● **What this task involves**
Line by line, print the records exactly as they are, dropping the pictures.
..............................
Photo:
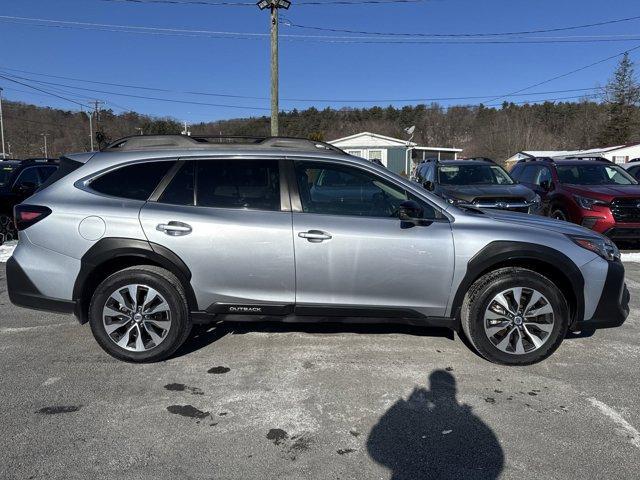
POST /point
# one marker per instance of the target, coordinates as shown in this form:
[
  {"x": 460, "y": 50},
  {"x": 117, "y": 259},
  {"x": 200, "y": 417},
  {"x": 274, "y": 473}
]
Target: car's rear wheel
[
  {"x": 8, "y": 230},
  {"x": 515, "y": 316},
  {"x": 140, "y": 314}
]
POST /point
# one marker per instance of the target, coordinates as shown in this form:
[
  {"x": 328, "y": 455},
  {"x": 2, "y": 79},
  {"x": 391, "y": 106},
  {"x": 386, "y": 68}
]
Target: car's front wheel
[
  {"x": 515, "y": 316},
  {"x": 140, "y": 314}
]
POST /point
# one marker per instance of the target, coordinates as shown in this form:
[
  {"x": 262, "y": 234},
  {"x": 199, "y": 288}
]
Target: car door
[
  {"x": 351, "y": 250},
  {"x": 230, "y": 222},
  {"x": 543, "y": 185}
]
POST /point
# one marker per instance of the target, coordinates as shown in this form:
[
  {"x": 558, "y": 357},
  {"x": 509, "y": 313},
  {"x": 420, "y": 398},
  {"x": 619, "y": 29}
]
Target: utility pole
[
  {"x": 96, "y": 109},
  {"x": 4, "y": 155},
  {"x": 273, "y": 6},
  {"x": 46, "y": 151}
]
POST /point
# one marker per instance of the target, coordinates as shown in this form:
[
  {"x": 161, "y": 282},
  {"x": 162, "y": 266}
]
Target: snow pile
[{"x": 631, "y": 257}]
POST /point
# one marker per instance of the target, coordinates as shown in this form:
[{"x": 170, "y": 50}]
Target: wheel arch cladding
[
  {"x": 547, "y": 261},
  {"x": 110, "y": 255}
]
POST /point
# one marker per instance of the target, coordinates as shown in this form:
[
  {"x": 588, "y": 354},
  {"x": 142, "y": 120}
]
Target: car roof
[{"x": 150, "y": 147}]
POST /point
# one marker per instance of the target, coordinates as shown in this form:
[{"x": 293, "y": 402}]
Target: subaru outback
[{"x": 157, "y": 233}]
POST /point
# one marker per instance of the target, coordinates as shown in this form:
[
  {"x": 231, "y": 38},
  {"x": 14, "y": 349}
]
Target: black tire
[
  {"x": 8, "y": 230},
  {"x": 491, "y": 284},
  {"x": 165, "y": 283}
]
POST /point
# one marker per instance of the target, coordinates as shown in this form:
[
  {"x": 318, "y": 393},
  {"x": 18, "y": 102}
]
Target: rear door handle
[
  {"x": 315, "y": 236},
  {"x": 175, "y": 229}
]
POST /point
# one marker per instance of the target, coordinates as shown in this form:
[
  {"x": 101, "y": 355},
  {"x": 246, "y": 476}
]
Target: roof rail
[
  {"x": 142, "y": 142},
  {"x": 586, "y": 157},
  {"x": 481, "y": 159}
]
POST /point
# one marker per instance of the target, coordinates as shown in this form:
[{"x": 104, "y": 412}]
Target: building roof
[
  {"x": 368, "y": 139},
  {"x": 569, "y": 153}
]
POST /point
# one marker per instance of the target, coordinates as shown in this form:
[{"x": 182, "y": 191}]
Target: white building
[
  {"x": 394, "y": 153},
  {"x": 619, "y": 154}
]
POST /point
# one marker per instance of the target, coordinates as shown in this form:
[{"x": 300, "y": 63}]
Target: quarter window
[
  {"x": 28, "y": 175},
  {"x": 250, "y": 184},
  {"x": 338, "y": 190},
  {"x": 135, "y": 182}
]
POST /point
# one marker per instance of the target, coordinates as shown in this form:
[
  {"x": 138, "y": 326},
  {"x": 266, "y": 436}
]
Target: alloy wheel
[
  {"x": 136, "y": 317},
  {"x": 519, "y": 320}
]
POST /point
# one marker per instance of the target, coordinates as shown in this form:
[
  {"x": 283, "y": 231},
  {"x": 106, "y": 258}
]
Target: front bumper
[
  {"x": 23, "y": 293},
  {"x": 613, "y": 307}
]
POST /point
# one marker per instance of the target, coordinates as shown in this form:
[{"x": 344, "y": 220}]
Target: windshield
[
  {"x": 5, "y": 175},
  {"x": 595, "y": 174},
  {"x": 473, "y": 175}
]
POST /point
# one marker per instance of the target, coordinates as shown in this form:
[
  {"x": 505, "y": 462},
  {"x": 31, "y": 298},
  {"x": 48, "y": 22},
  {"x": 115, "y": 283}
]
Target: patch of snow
[
  {"x": 631, "y": 257},
  {"x": 6, "y": 250}
]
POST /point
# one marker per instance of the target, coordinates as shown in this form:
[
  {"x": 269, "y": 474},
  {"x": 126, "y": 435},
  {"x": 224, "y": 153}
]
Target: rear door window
[
  {"x": 242, "y": 184},
  {"x": 332, "y": 189},
  {"x": 135, "y": 182},
  {"x": 528, "y": 174},
  {"x": 28, "y": 175},
  {"x": 46, "y": 172}
]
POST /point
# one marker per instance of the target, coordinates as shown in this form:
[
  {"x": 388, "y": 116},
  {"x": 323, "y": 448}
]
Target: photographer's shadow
[{"x": 430, "y": 435}]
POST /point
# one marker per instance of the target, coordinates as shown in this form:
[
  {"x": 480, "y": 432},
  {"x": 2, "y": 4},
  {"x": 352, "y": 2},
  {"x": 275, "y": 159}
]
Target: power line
[
  {"x": 461, "y": 35},
  {"x": 376, "y": 38},
  {"x": 320, "y": 100},
  {"x": 252, "y": 4},
  {"x": 186, "y": 102}
]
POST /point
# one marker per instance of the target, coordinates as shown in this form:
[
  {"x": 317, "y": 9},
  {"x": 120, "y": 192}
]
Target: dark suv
[
  {"x": 592, "y": 192},
  {"x": 478, "y": 182},
  {"x": 19, "y": 180}
]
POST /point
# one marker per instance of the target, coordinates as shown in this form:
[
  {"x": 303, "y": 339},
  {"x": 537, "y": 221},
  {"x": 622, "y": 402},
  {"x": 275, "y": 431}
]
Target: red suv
[{"x": 592, "y": 192}]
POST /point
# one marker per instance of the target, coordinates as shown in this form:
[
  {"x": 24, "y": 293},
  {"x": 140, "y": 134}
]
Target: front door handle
..............................
● **Task solution**
Photo:
POST /point
# one marker per instance of the target, coordinates as shown in this form:
[
  {"x": 460, "y": 50},
  {"x": 117, "y": 259},
  {"x": 200, "y": 417},
  {"x": 274, "y": 473}
]
Target: car's rear wheel
[
  {"x": 8, "y": 230},
  {"x": 515, "y": 316},
  {"x": 140, "y": 314}
]
POST /point
# one marker per instance of the target, coordinates as shown in this form:
[
  {"x": 328, "y": 455},
  {"x": 2, "y": 79},
  {"x": 391, "y": 106},
  {"x": 386, "y": 68}
]
Target: car's front wheel
[
  {"x": 515, "y": 316},
  {"x": 140, "y": 314}
]
POST /point
# one marker per instance of the target, coordinates as shown in this form:
[
  {"x": 262, "y": 234},
  {"x": 199, "y": 288}
]
Target: car door
[
  {"x": 351, "y": 250},
  {"x": 230, "y": 222},
  {"x": 543, "y": 185}
]
POST /point
# one marker per instance of the target, coordinates as shown in this form:
[
  {"x": 558, "y": 357},
  {"x": 509, "y": 313},
  {"x": 420, "y": 398},
  {"x": 619, "y": 29}
]
Target: utility pole
[
  {"x": 96, "y": 109},
  {"x": 4, "y": 155},
  {"x": 273, "y": 6},
  {"x": 46, "y": 151}
]
POST /point
# one marker per instance of the target, coordinates as shown in this form:
[
  {"x": 161, "y": 282},
  {"x": 162, "y": 266}
]
Target: snow pile
[{"x": 631, "y": 257}]
POST /point
# one marker per instance of the target, coordinates as shown in this form:
[{"x": 170, "y": 50}]
Target: wheel arch cladding
[
  {"x": 547, "y": 261},
  {"x": 110, "y": 255}
]
POST /point
# one marker per instance of the target, coordinates as shown in this form:
[
  {"x": 588, "y": 354},
  {"x": 142, "y": 120}
]
Target: car roof
[{"x": 150, "y": 147}]
POST /point
# one marker per instance of the target, coordinates as shown in this form:
[{"x": 293, "y": 402}]
Target: subaru outback
[{"x": 157, "y": 233}]
POST /point
# one marker per instance of the target, coordinates as shown in this form:
[
  {"x": 231, "y": 38},
  {"x": 14, "y": 349}
]
Target: black tire
[
  {"x": 8, "y": 230},
  {"x": 491, "y": 284},
  {"x": 165, "y": 283}
]
POST /point
# one marker per instance of the target, coordinates as shown in this form:
[
  {"x": 318, "y": 393},
  {"x": 18, "y": 102}
]
Target: rear door handle
[
  {"x": 315, "y": 236},
  {"x": 175, "y": 229}
]
POST /point
# one marker per instance of the target, coordinates as shown in this form:
[
  {"x": 101, "y": 355},
  {"x": 246, "y": 476}
]
Target: roof rail
[
  {"x": 142, "y": 142},
  {"x": 586, "y": 157},
  {"x": 481, "y": 159}
]
POST /point
# one marker per instance of the target, coordinates as shown in this form:
[{"x": 104, "y": 412}]
Target: building roof
[
  {"x": 368, "y": 139},
  {"x": 569, "y": 153}
]
POST /point
# one marker per instance of the target, coordinates as shown in this form:
[{"x": 182, "y": 191}]
Target: white building
[
  {"x": 394, "y": 153},
  {"x": 619, "y": 154}
]
POST /point
# one marker per instance of the target, coordinates as shown in this form:
[{"x": 300, "y": 63}]
Target: quarter window
[
  {"x": 28, "y": 175},
  {"x": 250, "y": 184},
  {"x": 338, "y": 190},
  {"x": 135, "y": 182}
]
POST /point
# one marker per instance of the target, coordinates as shown in this form:
[
  {"x": 138, "y": 326},
  {"x": 266, "y": 436}
]
Target: alloy wheel
[
  {"x": 136, "y": 317},
  {"x": 519, "y": 320}
]
POST /point
# one marker per instance of the target, coordinates as shown in this form:
[
  {"x": 283, "y": 231},
  {"x": 106, "y": 258}
]
Target: front bumper
[
  {"x": 23, "y": 293},
  {"x": 613, "y": 307}
]
POST /point
# one marker per instance of the target, coordinates as shown in this form:
[{"x": 344, "y": 220}]
Target: windshield
[
  {"x": 5, "y": 175},
  {"x": 595, "y": 174},
  {"x": 473, "y": 175}
]
POST /point
# one marker per instance of the target, coordinates as shown in this form:
[
  {"x": 505, "y": 462},
  {"x": 31, "y": 298},
  {"x": 48, "y": 22},
  {"x": 115, "y": 283}
]
Target: patch of snow
[
  {"x": 631, "y": 257},
  {"x": 6, "y": 250}
]
POST /point
# one marker per instance of the target, coordinates as shown in this form:
[
  {"x": 269, "y": 474},
  {"x": 126, "y": 435},
  {"x": 224, "y": 153}
]
Target: rear door window
[
  {"x": 242, "y": 184},
  {"x": 332, "y": 189},
  {"x": 135, "y": 182},
  {"x": 528, "y": 174},
  {"x": 28, "y": 175},
  {"x": 46, "y": 172}
]
POST /point
# one marker per instance of the target, coordinates as shown in this form:
[
  {"x": 388, "y": 116},
  {"x": 323, "y": 448}
]
Target: photographer's shadow
[{"x": 430, "y": 435}]
POST /point
# one marker per instance of the target, coordinates as shown in this form:
[
  {"x": 480, "y": 432},
  {"x": 2, "y": 4},
  {"x": 352, "y": 2},
  {"x": 275, "y": 159}
]
Target: power line
[
  {"x": 461, "y": 35},
  {"x": 376, "y": 38},
  {"x": 320, "y": 100},
  {"x": 252, "y": 4},
  {"x": 186, "y": 102}
]
POST /point
# one marker per instance of the target, coordinates as shown in this form:
[
  {"x": 317, "y": 9},
  {"x": 120, "y": 192}
]
Target: dark suv
[
  {"x": 592, "y": 192},
  {"x": 478, "y": 182},
  {"x": 19, "y": 180}
]
POST /point
# one marker per instance of the target, coordinates as shown in this form:
[
  {"x": 303, "y": 339},
  {"x": 537, "y": 221},
  {"x": 622, "y": 402},
  {"x": 275, "y": 431}
]
Target: red suv
[{"x": 592, "y": 192}]
POST /point
# one marker per instance of the target, coordinates as shown in this form:
[
  {"x": 24, "y": 293},
  {"x": 140, "y": 134}
]
Target: front door handle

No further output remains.